Copy the entire passage about the Mngwa word for word, changing nothing.

→ Text for analysis
---+---

Furthermore, Hichens recorded references by the natives of lions, leopards, and Mngwa as separate beasts. Of the
three big cats, the people feared Mngwa the most.
Some detractors of Hichen's account point out that the Captain also reported sighting the Agogwe (a four foot tall hairy humanoid).
Although Hichens sighted the hominid in 1900, he didn't speak of it until 1938. He was criticized at the time for his
sighting, but was vindicated somewhat a year later when big game hunter Cuthbert Burgoyne claimed that he saw Agogwe in
Portugese East Africa. So either Hichens was "encounter prone" or he was just in Africa long enough to have seen some
rare animals. At any rate, Hichens never claimed to actually see a mngwa himself.
By 1954, Mngwa was mentioned in Frank W. Lane's Nature Parade by a hunter, Patrick
Bowen. Bowen attempted to track the animal and stated that although Mngwa's tracks were similar to those of a leopard,
it was much larger. Bowen might have glimpsed his quarry, because Mngwa was described again as having brindled fur that
was obviously not the fur of a leopard. Lane then speculated that the Chimiset attacks in the 19th century - once blamed
on a Nandi Bear - might actually have been attacks by the Mngwa.

---+---

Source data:
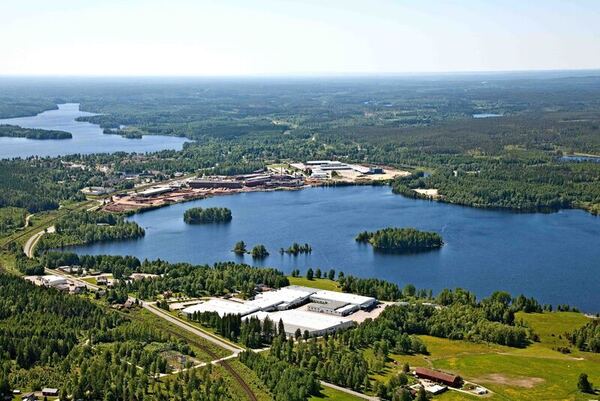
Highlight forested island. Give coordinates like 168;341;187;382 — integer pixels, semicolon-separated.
356;227;444;252
0;125;73;139
279;242;312;256
183;207;232;224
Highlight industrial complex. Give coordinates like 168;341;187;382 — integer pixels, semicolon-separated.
182;285;378;336
101;160;409;212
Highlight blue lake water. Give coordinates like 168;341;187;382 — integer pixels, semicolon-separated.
0;103;186;159
473;113;502;118
68;187;600;312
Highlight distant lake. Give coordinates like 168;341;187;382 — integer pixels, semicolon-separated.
0;103;186;159
473;113;502;118
68;186;600;312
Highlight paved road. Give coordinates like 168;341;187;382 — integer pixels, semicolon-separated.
142;302;243;355
321;380;380;401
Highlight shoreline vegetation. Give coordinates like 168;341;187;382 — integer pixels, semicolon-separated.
356;227;444;253
0;125;73;140
183;207;232;224
35;211;146;254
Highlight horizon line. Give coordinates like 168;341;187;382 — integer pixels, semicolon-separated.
0;67;600;79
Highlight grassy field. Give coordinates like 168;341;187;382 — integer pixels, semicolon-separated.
367;312;600;401
308;387;364;401
225;360;273;401
288;276;341;291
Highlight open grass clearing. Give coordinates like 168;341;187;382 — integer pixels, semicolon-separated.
288;276;342;292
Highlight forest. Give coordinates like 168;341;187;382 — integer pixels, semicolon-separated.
36;211;144;254
183;207;232;224
356;227;444;252
0;274;231;401
0;73;600;213
0;125;73;139
569;319;600;352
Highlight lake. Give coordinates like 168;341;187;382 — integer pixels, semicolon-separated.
0;103;186;159
68;186;600;312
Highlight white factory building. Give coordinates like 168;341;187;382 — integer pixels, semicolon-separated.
248;285;315;312
182;285;377;336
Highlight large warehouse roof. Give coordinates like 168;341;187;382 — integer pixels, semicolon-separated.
247;285;315;310
248;309;353;334
312;290;376;308
183;299;259;317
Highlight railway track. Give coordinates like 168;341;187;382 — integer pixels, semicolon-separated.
143;306;258;401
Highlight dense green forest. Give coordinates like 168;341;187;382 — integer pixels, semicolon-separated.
0;72;600;212
36;211;144;253
183;207;232;224
0;125;73;139
356;227;444;252
0;159;95;213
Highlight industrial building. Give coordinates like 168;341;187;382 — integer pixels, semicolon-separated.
310;290;377;309
188;179;242;189
182;298;260;317
177;285;377;336
136;187;173;198
306;301;359;316
304;160;383;174
248;285;315;312
248;309;354;336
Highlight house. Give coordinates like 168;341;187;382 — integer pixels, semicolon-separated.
21;393;37;401
415;368;462;387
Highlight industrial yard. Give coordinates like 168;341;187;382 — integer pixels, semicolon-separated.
102;160;409;213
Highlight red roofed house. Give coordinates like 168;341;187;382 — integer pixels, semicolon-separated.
415;368;462;387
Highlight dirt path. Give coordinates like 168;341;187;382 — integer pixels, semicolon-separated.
23;226;56;258
321;380;380;401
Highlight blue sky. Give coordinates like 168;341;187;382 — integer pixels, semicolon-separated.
0;0;600;75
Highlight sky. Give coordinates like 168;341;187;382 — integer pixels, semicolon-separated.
0;0;600;76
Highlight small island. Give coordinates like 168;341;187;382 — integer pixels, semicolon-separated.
0;125;73;139
356;227;444;253
183;207;231;224
279;242;312;256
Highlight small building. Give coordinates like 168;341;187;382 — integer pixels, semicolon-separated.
39;274;67;288
42;387;58;397
423;383;448;395
21;393;37;401
415;368;461;387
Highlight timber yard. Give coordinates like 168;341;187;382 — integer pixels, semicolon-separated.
101;160;409;212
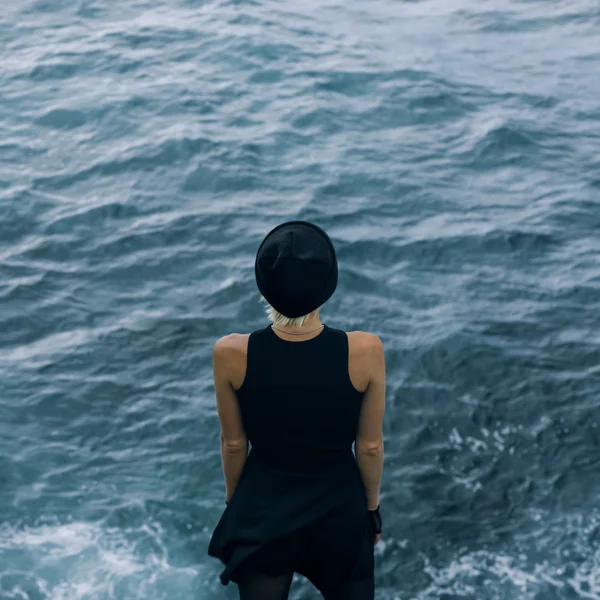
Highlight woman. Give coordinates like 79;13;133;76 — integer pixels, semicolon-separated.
209;221;385;600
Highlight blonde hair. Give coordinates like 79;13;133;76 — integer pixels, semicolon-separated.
259;296;319;327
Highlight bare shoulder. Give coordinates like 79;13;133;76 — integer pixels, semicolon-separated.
348;331;383;353
213;333;250;355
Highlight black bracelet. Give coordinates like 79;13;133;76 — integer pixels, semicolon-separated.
369;506;382;535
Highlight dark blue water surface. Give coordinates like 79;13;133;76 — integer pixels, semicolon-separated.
0;0;600;600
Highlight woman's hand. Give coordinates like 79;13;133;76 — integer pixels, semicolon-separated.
369;506;382;544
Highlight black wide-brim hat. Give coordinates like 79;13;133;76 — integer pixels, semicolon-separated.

---+---

→ Answer for this exercise
Furthermore, Hichens recorded references by the natives of lions, leopards, and Mngwa as separate beasts. Of the
three big cats, the people feared Mngwa the most.
Some detractors of Hichen's account point out that the Captain also reported sighting the Agogwe (a four foot tall hairy humanoid).
Although Hichens sighted the hominid in 1900, he didn't speak of it until 1938. He was criticized at the time for his
sighting, but was vindicated somewhat a year later when big game hunter Cuthbert Burgoyne claimed that he saw Agogwe in
Portugese East Africa. So either Hichens was "encounter prone" or he was just in Africa long enough to have seen some
rare animals. At any rate, Hichens never claimed to actually see a mngwa himself.
By 1954, Mngwa was mentioned in Frank W. Lane's Nature Parade by a hunter, Patrick
Bowen. Bowen attempted to track the animal and stated that although Mngwa's tracks were similar to those of a leopard,
it was much larger. Bowen might have glimpsed his quarry, because Mngwa was described again as having brindled fur that
was obviously not the fur of a leopard. Lane then speculated that the Chimiset attacks in the 19th century - once blamed
on a Nandi Bear - might actually have been attacks by the Mngwa.